§ **Task directions**:
Nothing in the records may be left out or altered; reproduce them all exactly.

---- Data shown

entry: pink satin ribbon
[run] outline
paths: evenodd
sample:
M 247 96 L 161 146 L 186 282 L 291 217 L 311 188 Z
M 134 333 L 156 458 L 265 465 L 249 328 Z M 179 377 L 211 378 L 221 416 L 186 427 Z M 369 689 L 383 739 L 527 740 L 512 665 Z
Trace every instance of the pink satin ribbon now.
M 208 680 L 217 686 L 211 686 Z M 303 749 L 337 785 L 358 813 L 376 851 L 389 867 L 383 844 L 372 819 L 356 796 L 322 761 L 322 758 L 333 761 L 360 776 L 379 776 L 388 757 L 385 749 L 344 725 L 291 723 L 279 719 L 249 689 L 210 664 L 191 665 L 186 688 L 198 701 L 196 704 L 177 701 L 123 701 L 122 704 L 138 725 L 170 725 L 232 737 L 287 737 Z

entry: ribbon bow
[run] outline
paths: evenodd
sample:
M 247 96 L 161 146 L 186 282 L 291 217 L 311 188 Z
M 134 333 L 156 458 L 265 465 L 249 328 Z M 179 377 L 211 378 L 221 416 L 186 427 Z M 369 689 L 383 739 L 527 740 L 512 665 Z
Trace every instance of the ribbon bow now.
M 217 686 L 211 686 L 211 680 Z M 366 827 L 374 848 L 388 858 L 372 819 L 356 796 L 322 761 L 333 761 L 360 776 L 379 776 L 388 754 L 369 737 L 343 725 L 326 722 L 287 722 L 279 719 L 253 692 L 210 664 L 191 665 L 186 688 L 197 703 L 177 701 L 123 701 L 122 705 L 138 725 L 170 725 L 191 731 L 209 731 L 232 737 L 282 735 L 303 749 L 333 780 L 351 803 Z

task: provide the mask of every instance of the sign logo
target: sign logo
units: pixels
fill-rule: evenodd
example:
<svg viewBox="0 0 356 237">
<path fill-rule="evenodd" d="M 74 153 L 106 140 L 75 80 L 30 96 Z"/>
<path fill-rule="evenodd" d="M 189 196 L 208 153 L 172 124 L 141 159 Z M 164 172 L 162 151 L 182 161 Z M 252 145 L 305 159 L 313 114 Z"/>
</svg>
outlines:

--------

§ **Exercise output**:
entry: pink satin ribbon
[run] outline
paths: evenodd
sample:
M 247 96 L 161 146 L 186 282 L 291 217 L 311 188 Z
M 134 333 L 156 458 L 265 465 L 249 328 Z M 179 377 L 211 378 L 221 416 L 186 427 Z M 369 689 L 383 739 L 527 740 L 512 665 Z
Trace every instance of the pink satin ribbon now.
M 208 680 L 217 686 L 211 686 Z M 303 749 L 337 785 L 358 813 L 376 851 L 389 867 L 383 844 L 372 819 L 356 796 L 322 761 L 322 758 L 333 761 L 360 776 L 379 776 L 388 757 L 385 749 L 344 725 L 291 723 L 279 719 L 249 689 L 210 664 L 191 665 L 186 688 L 198 701 L 196 704 L 177 701 L 123 701 L 122 704 L 138 725 L 170 725 L 232 737 L 287 737 Z

entry: ribbon bow
[run] outline
paths: evenodd
sample:
M 247 96 L 161 146 L 186 282 L 291 217 L 311 188 Z
M 134 333 L 156 458 L 265 465 L 249 328 Z M 179 377 L 211 378 L 221 416 L 186 427 Z M 369 689 L 383 739 L 527 740 L 512 665 Z
Trace every instance of the ribbon bow now.
M 217 686 L 211 686 L 211 680 Z M 366 827 L 374 848 L 388 858 L 372 819 L 356 796 L 322 761 L 333 761 L 360 776 L 379 776 L 388 754 L 369 737 L 343 725 L 326 722 L 287 722 L 279 719 L 253 692 L 210 664 L 191 665 L 186 688 L 197 703 L 177 701 L 123 701 L 122 705 L 138 725 L 170 725 L 191 731 L 209 731 L 232 737 L 282 735 L 303 749 L 333 780 L 351 803 Z

task: provide the mask of every instance of the sign logo
target: sign logo
units: pixels
fill-rule: evenodd
example:
<svg viewBox="0 0 356 237">
<path fill-rule="evenodd" d="M 74 153 L 106 140 L 75 80 L 30 96 Z"/>
<path fill-rule="evenodd" d="M 189 196 L 208 153 L 172 124 L 141 159 Z M 164 172 L 162 151 L 182 161 Z M 252 145 L 305 159 L 313 114 Z"/>
</svg>
outlines:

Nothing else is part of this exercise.